▶ _Data rows_:
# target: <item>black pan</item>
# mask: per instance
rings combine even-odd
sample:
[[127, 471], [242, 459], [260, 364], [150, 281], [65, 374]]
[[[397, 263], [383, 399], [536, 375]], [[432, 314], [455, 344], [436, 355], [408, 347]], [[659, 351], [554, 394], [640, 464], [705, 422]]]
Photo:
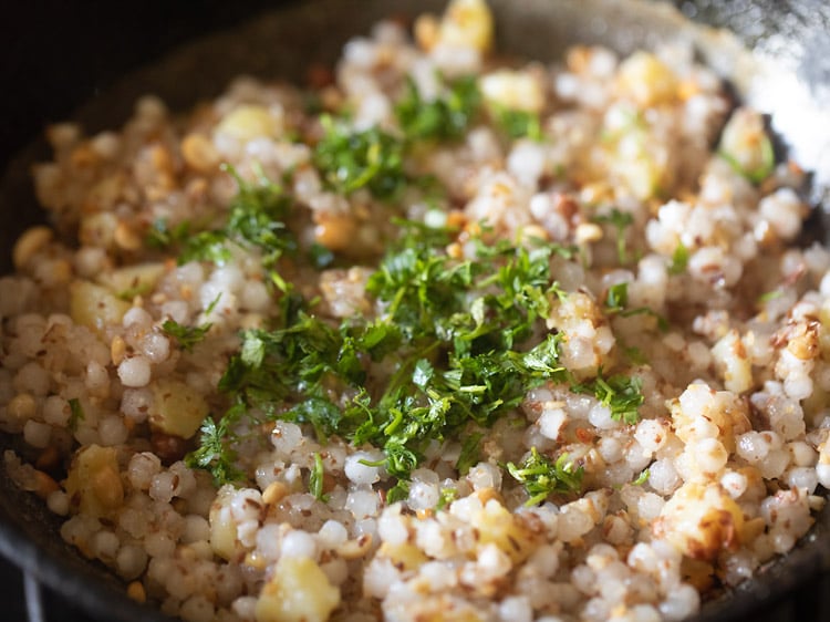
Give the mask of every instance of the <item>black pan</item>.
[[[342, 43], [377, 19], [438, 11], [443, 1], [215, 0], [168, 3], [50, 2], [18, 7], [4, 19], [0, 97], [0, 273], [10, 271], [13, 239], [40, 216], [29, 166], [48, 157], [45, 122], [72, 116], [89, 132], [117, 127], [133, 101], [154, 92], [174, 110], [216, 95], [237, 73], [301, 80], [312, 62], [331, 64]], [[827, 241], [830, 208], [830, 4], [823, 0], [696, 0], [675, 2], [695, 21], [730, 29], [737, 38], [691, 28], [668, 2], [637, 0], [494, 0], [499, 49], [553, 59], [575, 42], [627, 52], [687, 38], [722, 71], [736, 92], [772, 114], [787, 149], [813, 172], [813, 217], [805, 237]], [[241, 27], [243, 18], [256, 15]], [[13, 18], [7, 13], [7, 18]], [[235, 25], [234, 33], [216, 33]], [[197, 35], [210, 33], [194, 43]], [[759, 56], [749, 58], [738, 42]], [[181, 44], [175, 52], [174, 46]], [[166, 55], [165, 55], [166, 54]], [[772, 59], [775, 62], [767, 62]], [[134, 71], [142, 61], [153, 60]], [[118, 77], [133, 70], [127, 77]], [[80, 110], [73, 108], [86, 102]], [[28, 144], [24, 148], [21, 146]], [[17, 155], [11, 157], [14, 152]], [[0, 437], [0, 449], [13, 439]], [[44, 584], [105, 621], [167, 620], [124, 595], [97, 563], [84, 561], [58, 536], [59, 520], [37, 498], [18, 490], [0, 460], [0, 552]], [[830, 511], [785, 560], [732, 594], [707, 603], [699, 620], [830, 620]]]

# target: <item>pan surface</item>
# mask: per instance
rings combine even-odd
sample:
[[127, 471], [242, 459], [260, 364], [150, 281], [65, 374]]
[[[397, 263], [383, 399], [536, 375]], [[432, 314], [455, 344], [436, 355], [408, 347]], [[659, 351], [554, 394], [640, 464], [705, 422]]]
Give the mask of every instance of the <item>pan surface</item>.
...
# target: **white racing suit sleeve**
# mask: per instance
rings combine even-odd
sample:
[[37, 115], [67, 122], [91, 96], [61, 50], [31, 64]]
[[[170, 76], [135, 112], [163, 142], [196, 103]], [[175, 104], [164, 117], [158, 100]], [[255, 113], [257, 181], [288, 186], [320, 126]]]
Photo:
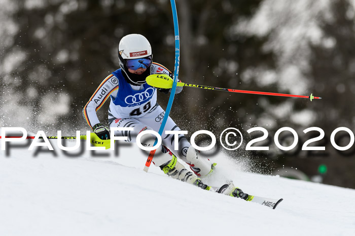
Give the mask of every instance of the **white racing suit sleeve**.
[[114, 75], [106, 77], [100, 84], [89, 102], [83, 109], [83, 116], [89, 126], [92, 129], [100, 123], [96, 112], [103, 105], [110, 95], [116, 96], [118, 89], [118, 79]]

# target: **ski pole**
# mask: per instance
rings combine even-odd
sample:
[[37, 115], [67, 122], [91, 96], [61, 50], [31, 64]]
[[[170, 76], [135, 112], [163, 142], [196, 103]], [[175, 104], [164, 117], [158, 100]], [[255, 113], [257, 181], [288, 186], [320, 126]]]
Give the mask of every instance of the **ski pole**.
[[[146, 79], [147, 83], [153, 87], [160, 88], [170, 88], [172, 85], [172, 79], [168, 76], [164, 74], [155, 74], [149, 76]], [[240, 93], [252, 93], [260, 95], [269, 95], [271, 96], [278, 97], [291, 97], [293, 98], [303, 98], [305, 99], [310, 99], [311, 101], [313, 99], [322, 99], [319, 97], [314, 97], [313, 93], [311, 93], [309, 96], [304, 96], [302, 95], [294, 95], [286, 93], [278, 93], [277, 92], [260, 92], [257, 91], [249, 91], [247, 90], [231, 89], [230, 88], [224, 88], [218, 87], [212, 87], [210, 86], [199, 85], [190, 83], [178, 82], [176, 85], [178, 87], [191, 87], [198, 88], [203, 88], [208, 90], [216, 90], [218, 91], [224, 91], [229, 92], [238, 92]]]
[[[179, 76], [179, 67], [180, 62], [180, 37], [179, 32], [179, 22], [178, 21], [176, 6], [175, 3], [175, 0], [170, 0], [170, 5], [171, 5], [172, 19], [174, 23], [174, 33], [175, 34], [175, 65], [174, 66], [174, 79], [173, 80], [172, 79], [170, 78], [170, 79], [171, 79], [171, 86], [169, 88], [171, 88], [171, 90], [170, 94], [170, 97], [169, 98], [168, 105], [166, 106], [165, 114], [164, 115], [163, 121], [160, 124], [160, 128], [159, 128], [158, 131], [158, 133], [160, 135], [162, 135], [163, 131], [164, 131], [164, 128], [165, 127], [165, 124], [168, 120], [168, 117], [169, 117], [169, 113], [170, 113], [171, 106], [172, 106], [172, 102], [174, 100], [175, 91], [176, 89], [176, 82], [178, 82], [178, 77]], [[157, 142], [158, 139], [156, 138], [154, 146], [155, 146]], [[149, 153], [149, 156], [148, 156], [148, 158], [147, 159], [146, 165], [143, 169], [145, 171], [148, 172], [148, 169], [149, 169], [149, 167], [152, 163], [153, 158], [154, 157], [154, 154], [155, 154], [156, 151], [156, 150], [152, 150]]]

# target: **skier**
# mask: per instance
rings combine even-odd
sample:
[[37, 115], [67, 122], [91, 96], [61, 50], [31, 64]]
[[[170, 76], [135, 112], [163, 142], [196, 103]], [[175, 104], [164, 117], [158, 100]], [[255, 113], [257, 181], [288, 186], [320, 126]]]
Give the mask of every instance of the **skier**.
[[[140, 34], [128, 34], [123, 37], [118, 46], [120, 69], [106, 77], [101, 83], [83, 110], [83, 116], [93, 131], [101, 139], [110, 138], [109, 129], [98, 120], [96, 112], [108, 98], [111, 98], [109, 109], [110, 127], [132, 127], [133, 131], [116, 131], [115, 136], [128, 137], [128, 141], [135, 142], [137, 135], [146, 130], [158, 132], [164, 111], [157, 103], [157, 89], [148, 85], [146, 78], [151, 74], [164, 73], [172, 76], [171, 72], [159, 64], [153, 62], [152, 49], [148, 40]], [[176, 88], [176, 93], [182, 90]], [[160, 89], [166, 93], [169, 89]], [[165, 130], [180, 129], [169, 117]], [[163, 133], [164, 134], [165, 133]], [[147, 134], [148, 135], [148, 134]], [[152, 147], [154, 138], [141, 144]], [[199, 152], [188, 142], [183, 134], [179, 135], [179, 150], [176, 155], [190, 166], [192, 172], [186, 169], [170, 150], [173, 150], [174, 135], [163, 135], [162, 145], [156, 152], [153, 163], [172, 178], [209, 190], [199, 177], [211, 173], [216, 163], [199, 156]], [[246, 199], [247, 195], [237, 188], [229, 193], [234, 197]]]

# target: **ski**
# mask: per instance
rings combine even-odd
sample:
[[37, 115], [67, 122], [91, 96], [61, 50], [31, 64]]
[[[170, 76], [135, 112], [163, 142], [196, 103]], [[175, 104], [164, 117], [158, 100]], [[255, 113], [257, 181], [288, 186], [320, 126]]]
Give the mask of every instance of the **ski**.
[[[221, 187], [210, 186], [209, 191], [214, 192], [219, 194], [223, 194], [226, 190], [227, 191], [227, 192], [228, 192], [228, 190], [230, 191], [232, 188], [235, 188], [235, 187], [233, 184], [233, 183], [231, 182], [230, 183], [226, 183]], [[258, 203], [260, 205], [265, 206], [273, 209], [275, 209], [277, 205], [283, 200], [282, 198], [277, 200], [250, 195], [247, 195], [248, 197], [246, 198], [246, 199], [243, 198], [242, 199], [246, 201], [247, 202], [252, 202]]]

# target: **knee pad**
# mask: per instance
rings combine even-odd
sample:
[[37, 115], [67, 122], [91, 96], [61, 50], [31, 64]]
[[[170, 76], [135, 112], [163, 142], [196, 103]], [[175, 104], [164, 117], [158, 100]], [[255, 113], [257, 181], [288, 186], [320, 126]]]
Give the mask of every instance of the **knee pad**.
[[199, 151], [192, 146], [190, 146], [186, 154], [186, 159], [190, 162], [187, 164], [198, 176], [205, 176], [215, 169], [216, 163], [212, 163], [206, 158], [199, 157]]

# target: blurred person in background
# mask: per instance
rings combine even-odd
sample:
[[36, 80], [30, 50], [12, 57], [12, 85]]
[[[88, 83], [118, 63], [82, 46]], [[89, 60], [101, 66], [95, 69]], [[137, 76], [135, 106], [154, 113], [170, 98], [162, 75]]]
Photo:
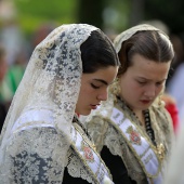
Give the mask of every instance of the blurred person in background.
--
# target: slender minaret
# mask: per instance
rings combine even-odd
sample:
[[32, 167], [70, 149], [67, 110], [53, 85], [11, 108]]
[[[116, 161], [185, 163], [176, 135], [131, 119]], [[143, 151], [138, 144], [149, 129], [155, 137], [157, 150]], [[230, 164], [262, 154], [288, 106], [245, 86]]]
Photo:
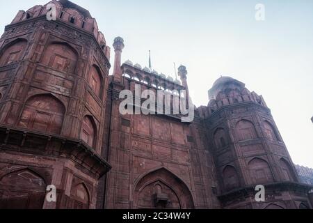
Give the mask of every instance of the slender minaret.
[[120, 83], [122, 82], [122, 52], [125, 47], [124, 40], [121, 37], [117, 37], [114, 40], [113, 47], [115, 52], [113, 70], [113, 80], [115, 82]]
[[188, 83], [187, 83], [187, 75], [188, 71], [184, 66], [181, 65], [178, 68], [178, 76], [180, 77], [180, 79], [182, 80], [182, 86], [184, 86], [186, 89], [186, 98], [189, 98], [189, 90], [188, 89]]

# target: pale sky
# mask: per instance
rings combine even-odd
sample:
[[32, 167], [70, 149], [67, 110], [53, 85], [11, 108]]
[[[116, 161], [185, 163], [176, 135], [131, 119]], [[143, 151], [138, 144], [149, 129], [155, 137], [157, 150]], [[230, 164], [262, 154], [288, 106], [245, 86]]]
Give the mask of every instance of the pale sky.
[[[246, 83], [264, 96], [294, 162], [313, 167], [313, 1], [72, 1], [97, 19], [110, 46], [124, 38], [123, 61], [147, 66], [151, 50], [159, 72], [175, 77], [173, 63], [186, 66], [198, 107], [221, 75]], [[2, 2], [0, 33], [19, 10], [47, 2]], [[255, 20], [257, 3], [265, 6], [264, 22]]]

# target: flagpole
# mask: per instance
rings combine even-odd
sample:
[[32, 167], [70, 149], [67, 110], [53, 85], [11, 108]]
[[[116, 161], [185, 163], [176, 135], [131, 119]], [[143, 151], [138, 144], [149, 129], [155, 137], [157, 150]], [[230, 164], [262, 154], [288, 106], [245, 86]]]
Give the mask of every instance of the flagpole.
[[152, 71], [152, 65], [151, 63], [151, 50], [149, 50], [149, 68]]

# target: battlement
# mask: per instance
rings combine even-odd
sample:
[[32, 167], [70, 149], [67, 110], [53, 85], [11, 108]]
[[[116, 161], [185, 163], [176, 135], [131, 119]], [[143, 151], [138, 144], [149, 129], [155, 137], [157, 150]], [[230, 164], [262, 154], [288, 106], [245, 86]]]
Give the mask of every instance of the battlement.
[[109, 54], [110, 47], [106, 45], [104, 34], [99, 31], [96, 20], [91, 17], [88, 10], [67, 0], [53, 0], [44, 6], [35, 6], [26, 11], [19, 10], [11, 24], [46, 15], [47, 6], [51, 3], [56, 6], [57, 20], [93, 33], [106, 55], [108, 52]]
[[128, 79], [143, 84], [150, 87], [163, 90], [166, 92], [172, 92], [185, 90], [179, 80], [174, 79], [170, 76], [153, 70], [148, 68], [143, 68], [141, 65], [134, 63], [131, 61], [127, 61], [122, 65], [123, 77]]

▶ _What is expected_: Can you reproduce, character for character, the stretch of the records from the line containing "# target: **ski**" through the line containing "158], [199, 157]]", with both of those lines included?

▶ _Answer in full_:
# target: **ski**
# mask: per instance
rings combine even-odd
sample:
[[37, 115], [67, 122], [91, 96], [61, 50], [31, 64]]
[[[170, 76], [135, 112], [163, 142], [196, 103]], [[175, 104], [164, 117], [158, 100]], [[255, 113], [257, 181], [288, 186], [320, 126]]]
Give the mask of every instance of the **ski**.
[[[221, 187], [210, 186], [209, 191], [214, 192], [219, 194], [223, 194], [226, 190], [227, 191], [227, 192], [228, 192], [228, 190], [230, 191], [232, 188], [235, 188], [235, 187], [233, 184], [233, 183], [231, 182], [230, 183], [226, 183]], [[258, 203], [260, 205], [265, 206], [273, 209], [275, 209], [277, 205], [283, 200], [282, 198], [277, 200], [250, 195], [247, 195], [248, 197], [246, 198], [246, 199], [243, 198], [242, 199], [246, 201], [247, 202], [252, 202]]]

# target: **knee pad**
# mask: per instance
rings combine even-odd
sample:
[[37, 115], [67, 122], [91, 96], [61, 50], [31, 64]]
[[[170, 76], [135, 112], [163, 142], [196, 103]], [[175, 104], [164, 117], [158, 100]], [[255, 113], [257, 181], [288, 186], [320, 126]]]
Give the mask of every instance of the **knee pad**.
[[199, 151], [192, 146], [190, 146], [186, 154], [186, 159], [190, 162], [187, 164], [198, 176], [205, 176], [215, 169], [216, 163], [212, 163], [206, 158], [199, 157]]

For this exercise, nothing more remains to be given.